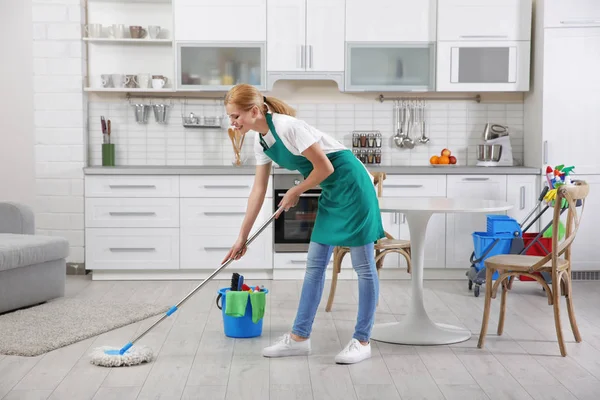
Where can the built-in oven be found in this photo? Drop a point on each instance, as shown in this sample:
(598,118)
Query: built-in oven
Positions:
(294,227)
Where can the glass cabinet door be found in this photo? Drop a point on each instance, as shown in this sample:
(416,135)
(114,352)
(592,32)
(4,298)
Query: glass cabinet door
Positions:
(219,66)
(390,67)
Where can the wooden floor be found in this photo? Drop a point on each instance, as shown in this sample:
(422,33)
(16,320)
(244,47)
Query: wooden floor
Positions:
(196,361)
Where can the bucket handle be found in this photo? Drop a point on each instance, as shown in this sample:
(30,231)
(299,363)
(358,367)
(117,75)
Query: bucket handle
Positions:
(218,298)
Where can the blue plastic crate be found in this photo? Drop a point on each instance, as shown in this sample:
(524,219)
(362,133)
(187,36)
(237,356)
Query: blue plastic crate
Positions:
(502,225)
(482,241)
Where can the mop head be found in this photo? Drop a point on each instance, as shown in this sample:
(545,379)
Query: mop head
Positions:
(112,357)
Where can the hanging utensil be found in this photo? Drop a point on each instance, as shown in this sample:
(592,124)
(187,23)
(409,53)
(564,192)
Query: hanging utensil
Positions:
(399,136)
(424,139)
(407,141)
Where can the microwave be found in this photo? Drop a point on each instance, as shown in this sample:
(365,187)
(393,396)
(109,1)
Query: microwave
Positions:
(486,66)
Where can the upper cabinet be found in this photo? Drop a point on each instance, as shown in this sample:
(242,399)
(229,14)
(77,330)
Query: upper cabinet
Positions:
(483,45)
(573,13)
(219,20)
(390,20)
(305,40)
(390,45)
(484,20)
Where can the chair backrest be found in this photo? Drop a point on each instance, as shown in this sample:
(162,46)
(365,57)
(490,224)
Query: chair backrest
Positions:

## Exercise
Can you give every line of the records above as a numbered list, with blank lines and the pictures left out?

## Task output
1. Where can the built-in oven be found in this photo? Drop a point on each instance, as shown in this sample:
2. (598,118)
3. Query: built-in oven
4. Positions:
5. (294,227)
6. Where can the glass cabinet door be found in this photo? Drop a point on each instance, as shown in this sample:
7. (416,135)
8. (114,352)
9. (592,32)
10. (4,298)
11. Query: glass cabinet door
12. Positions:
13. (219,66)
14. (390,67)
15. Where can the wooden floor be found in this photo? Drop a point on each instance, as shown in this sample:
16. (422,33)
17. (16,320)
18. (244,47)
19. Query: wooden floor
20. Positions:
21. (196,361)
22. Where can the bucket handle be found in this photo? Drop a point on each instance, as shown in this sample:
23. (30,231)
24. (299,363)
25. (358,367)
26. (117,75)
27. Query: bucket handle
28. Positions:
29. (218,298)
30. Where can the blue plastic crate be found in this photo? Drop a point on each instance, as shown in this sample:
31. (524,219)
32. (362,133)
33. (187,36)
34. (237,356)
35. Query: blue plastic crate
36. Positions:
37. (502,225)
38. (482,241)
39. Where can the mop head be found in this photo? Drop a point on each instance, as shown in this sample:
40. (545,379)
41. Query: mop head
42. Positions:
43. (112,357)
44. Where can the hanging utensil be found in this photo? Drop a point on each instance, as shown in this sample:
45. (592,124)
46. (187,23)
47. (409,53)
48. (564,192)
49. Query: hanging utensil
50. Positions:
51. (399,136)
52. (424,139)
53. (407,141)
54. Where can the microwave be found in this photo? Drop a point on each instance, as shown in this sample:
55. (365,187)
56. (393,396)
57. (109,1)
58. Query: microwave
59. Positions:
60. (486,66)
61. Where can the upper cabinet be found in this photo? Drop a point on each instance, as shown in this sample:
62. (242,399)
63. (229,14)
64. (77,330)
65. Query: upper cabinet
66. Positions:
67. (483,45)
68. (573,13)
69. (219,20)
70. (390,20)
71. (305,40)
72. (390,45)
73. (484,20)
74. Where can the chair backrest be found in this photo? Drop a point on each instance, as shown in this sample:
75. (162,46)
76. (365,57)
77. (490,224)
78. Query: chair backrest
79. Positions:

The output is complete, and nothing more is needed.